Dataset entries:

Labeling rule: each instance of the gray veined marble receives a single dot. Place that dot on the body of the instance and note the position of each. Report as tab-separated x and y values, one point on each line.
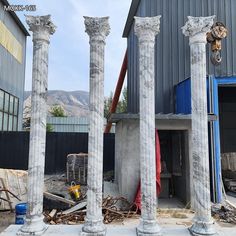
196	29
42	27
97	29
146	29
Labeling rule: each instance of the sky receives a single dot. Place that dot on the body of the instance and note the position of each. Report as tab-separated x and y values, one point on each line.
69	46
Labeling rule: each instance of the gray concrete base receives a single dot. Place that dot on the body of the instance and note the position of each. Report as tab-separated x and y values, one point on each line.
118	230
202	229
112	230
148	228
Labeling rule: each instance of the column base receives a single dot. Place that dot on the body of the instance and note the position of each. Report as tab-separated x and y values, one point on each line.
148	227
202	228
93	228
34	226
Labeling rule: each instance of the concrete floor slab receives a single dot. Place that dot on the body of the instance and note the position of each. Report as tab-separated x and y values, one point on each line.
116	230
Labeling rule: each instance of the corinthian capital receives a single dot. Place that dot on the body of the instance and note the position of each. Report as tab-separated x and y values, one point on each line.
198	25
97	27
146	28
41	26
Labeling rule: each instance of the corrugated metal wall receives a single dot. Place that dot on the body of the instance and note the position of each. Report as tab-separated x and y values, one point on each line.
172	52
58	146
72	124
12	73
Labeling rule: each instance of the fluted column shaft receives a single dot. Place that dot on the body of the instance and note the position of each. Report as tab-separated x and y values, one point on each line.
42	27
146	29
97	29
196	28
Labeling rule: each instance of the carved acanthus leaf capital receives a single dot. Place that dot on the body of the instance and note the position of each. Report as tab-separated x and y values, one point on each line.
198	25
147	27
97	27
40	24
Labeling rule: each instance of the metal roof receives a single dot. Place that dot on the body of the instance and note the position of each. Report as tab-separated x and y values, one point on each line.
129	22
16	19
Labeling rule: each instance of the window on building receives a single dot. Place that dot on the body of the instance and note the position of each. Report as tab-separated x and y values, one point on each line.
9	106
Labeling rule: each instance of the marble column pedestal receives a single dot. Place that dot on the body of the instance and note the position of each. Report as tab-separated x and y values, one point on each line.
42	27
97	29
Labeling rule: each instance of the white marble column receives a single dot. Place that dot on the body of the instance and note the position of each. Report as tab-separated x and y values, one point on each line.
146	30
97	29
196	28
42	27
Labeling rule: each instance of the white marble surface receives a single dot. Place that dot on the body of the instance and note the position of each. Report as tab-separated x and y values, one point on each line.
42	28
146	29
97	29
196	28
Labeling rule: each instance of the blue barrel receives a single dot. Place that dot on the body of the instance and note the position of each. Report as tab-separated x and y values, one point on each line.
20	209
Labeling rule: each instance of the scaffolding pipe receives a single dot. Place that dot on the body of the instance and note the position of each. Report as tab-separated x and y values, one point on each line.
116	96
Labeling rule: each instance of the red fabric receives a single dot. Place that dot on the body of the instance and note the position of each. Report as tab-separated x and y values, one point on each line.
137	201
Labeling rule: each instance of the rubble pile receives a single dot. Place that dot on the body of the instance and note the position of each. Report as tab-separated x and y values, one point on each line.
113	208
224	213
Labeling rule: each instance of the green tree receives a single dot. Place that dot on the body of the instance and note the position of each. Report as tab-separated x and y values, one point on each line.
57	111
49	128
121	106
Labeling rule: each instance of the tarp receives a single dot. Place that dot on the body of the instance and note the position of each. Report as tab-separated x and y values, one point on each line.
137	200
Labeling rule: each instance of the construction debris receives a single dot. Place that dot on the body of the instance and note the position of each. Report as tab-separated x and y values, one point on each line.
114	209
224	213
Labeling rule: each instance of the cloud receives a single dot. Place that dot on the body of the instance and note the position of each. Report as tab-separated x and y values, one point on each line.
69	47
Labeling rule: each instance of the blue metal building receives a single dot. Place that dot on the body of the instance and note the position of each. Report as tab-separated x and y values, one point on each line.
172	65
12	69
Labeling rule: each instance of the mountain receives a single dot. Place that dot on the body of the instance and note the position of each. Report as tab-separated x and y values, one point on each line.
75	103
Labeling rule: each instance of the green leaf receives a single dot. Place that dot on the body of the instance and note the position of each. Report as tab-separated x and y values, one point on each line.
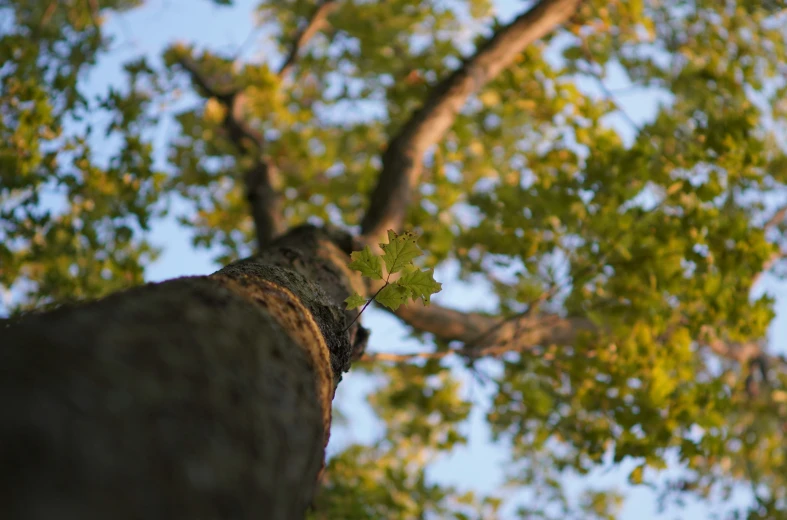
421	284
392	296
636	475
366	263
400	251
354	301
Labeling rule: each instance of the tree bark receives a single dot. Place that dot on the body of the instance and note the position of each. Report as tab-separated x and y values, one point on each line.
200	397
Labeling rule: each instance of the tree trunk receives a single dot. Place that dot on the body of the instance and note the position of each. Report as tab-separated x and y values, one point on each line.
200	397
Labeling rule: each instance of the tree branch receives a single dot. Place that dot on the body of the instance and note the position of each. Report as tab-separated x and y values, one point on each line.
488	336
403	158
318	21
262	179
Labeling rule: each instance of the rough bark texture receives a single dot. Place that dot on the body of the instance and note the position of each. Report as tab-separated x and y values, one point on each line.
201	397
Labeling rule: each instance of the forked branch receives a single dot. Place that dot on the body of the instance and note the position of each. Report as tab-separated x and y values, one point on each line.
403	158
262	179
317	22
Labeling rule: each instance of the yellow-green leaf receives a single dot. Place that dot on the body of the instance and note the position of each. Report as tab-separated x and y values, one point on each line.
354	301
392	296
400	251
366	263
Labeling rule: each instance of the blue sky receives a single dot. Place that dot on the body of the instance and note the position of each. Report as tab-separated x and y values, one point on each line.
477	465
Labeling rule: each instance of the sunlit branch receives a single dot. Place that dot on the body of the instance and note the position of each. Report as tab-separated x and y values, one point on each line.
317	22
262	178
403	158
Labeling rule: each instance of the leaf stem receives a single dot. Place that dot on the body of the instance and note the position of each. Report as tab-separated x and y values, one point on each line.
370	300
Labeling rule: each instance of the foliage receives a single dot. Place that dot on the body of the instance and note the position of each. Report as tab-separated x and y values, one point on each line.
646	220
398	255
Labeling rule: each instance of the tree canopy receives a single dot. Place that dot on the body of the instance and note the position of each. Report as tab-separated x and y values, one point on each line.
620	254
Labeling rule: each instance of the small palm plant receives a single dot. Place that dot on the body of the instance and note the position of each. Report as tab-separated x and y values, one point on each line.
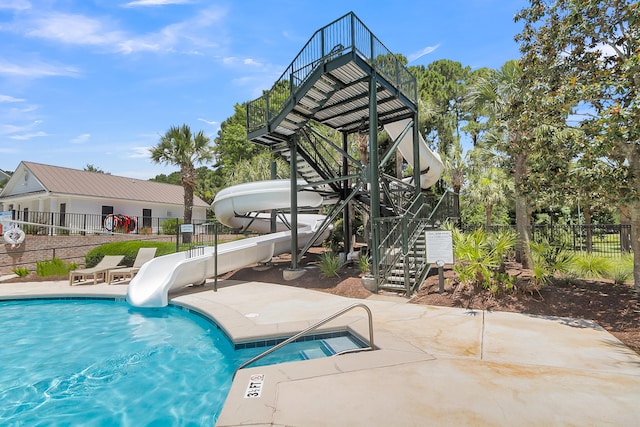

==

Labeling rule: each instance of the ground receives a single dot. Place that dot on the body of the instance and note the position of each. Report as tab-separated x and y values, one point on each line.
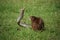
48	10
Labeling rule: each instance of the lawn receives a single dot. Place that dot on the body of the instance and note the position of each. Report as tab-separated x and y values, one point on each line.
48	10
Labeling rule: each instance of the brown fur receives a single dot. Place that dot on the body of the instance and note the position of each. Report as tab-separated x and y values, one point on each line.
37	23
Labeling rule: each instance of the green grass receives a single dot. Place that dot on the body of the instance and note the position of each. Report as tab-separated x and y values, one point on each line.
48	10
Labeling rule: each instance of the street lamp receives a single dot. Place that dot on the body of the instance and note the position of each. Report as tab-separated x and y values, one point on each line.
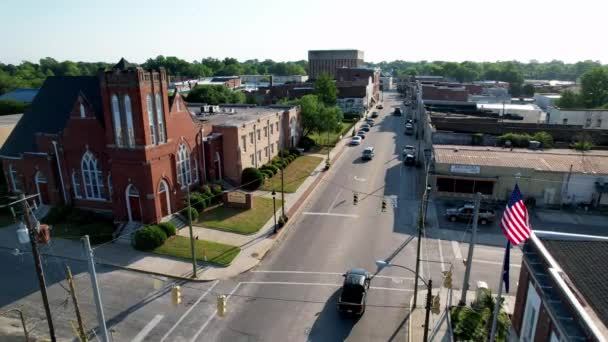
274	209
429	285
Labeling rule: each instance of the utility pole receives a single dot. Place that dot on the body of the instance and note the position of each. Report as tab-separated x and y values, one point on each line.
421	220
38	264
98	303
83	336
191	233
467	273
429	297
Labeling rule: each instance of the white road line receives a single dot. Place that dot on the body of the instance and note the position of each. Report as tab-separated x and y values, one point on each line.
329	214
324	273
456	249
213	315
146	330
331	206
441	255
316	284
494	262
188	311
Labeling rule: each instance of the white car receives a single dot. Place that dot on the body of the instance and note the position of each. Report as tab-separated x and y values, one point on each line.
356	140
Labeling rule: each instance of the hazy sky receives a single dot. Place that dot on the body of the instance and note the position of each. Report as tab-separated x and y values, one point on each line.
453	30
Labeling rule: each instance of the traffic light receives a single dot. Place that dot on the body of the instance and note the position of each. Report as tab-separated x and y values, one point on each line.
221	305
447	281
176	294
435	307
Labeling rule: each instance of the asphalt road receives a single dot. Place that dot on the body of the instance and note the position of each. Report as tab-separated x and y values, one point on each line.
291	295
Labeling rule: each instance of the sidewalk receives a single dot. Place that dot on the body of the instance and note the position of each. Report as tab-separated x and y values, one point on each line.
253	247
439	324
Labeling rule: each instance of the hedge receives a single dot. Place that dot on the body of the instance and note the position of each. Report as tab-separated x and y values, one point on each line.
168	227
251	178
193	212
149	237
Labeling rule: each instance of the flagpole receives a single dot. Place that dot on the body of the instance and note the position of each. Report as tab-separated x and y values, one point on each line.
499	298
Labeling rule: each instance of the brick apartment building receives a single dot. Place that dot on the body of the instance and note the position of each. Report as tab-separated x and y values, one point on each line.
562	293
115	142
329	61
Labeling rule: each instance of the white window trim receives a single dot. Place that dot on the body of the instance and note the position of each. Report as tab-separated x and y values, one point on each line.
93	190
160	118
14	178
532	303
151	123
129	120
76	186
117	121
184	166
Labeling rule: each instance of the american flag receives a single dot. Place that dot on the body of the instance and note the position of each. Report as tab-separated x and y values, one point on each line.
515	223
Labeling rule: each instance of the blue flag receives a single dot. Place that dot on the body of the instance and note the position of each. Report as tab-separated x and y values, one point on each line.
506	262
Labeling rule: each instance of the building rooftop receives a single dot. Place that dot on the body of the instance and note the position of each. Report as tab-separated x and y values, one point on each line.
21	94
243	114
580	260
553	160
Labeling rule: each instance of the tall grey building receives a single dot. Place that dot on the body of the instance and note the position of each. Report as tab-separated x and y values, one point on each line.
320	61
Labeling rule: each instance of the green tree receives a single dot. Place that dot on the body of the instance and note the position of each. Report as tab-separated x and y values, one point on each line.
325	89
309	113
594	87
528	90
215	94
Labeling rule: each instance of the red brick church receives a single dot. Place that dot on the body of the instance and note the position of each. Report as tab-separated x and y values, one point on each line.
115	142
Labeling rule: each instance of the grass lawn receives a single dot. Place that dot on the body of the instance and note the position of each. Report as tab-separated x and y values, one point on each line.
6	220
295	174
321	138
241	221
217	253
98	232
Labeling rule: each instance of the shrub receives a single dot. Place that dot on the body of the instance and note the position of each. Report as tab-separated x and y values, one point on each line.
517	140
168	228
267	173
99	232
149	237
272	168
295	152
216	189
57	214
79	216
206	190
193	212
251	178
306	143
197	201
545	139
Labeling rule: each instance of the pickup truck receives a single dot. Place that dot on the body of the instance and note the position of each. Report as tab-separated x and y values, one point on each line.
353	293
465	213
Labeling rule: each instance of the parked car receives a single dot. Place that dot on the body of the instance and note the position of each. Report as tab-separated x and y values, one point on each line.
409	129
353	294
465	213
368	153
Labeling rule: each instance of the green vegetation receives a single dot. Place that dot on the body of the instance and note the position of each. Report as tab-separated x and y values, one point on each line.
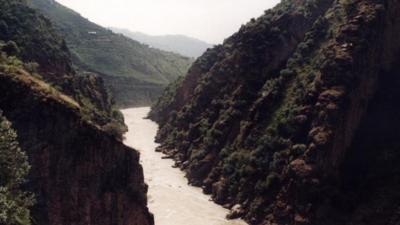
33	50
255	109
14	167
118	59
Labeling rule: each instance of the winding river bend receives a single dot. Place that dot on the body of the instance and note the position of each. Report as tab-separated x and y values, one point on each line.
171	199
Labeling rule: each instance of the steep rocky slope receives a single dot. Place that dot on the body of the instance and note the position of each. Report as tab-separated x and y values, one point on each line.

...

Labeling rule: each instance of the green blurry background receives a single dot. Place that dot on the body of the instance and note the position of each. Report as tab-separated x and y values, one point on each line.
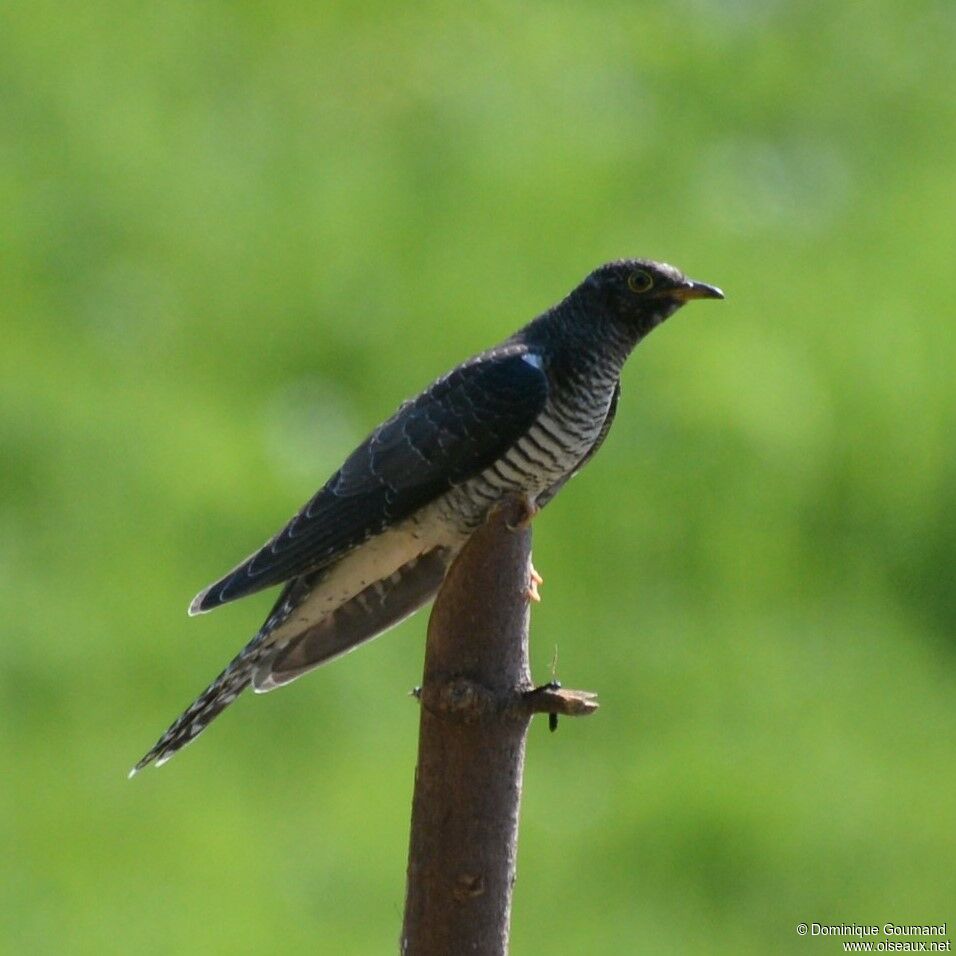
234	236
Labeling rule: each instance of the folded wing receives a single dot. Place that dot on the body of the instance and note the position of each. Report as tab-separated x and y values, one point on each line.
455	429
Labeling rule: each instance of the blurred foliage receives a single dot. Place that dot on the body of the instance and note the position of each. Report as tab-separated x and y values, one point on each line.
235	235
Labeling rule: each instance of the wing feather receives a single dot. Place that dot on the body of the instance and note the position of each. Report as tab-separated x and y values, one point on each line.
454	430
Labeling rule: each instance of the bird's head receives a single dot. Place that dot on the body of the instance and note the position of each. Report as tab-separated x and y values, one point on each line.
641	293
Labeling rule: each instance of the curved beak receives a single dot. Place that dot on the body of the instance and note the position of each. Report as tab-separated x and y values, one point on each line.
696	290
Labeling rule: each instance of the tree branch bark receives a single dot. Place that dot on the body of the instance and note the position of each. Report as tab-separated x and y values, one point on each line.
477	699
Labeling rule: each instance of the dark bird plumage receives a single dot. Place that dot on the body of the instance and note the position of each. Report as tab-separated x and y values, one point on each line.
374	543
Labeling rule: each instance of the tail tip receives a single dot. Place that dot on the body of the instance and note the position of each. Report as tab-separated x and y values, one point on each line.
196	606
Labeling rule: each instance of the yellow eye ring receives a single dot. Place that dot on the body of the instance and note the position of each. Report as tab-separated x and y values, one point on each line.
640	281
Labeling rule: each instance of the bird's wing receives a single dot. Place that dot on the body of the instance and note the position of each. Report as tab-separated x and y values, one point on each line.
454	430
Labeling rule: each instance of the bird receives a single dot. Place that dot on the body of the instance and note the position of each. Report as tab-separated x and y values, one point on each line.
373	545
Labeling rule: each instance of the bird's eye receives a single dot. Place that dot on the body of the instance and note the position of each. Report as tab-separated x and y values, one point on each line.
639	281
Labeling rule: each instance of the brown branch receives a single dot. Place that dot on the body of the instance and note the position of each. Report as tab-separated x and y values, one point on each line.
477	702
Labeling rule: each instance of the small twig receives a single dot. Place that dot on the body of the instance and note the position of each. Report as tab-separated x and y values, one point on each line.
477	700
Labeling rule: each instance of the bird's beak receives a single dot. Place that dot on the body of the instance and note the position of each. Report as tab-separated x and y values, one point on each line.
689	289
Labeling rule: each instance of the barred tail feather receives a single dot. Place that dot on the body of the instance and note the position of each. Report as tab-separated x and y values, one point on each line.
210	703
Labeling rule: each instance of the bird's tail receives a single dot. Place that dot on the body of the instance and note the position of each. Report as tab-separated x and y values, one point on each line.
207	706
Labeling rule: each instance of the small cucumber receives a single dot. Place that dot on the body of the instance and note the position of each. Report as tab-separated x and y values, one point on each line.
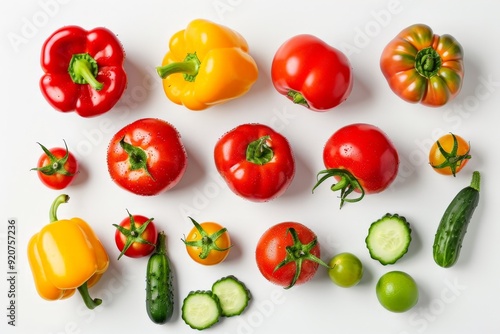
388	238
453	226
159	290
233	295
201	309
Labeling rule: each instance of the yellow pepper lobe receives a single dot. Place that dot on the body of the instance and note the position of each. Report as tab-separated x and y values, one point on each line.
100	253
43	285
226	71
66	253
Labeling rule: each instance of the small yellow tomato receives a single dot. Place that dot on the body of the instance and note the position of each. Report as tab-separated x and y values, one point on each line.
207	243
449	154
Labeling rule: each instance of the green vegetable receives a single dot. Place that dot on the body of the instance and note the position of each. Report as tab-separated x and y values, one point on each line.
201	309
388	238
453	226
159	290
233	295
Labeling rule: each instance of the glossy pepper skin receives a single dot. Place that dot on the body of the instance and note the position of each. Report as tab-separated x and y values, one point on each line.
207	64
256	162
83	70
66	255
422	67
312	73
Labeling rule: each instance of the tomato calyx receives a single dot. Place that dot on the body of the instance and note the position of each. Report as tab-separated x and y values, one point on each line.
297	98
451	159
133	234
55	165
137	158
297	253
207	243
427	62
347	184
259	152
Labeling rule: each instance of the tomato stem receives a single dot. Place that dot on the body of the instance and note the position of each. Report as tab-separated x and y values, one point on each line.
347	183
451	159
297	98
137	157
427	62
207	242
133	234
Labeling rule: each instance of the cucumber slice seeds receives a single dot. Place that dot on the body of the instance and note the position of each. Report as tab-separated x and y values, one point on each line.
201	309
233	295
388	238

Required action ▸
Proceeding from the line containing "Labeling rule: each instance of the tree canopy" through the line containing "Labeling rule: each instance of the small palm", transcribe the lines above exactly, both end lines included.

Answer to this exercise ▸
Labeling rule: each instance of the tree canopy receives a single dot. Place that dot on the body of the instance and note the position of each. Report as tab-separated x and y values, one point on each line.
620	254
Labeling rule: each instance of the small palm plant receives a single dot. Place that dot on the body of the instance and note the position of each. Report as tab-separated x and y values, one point on each line.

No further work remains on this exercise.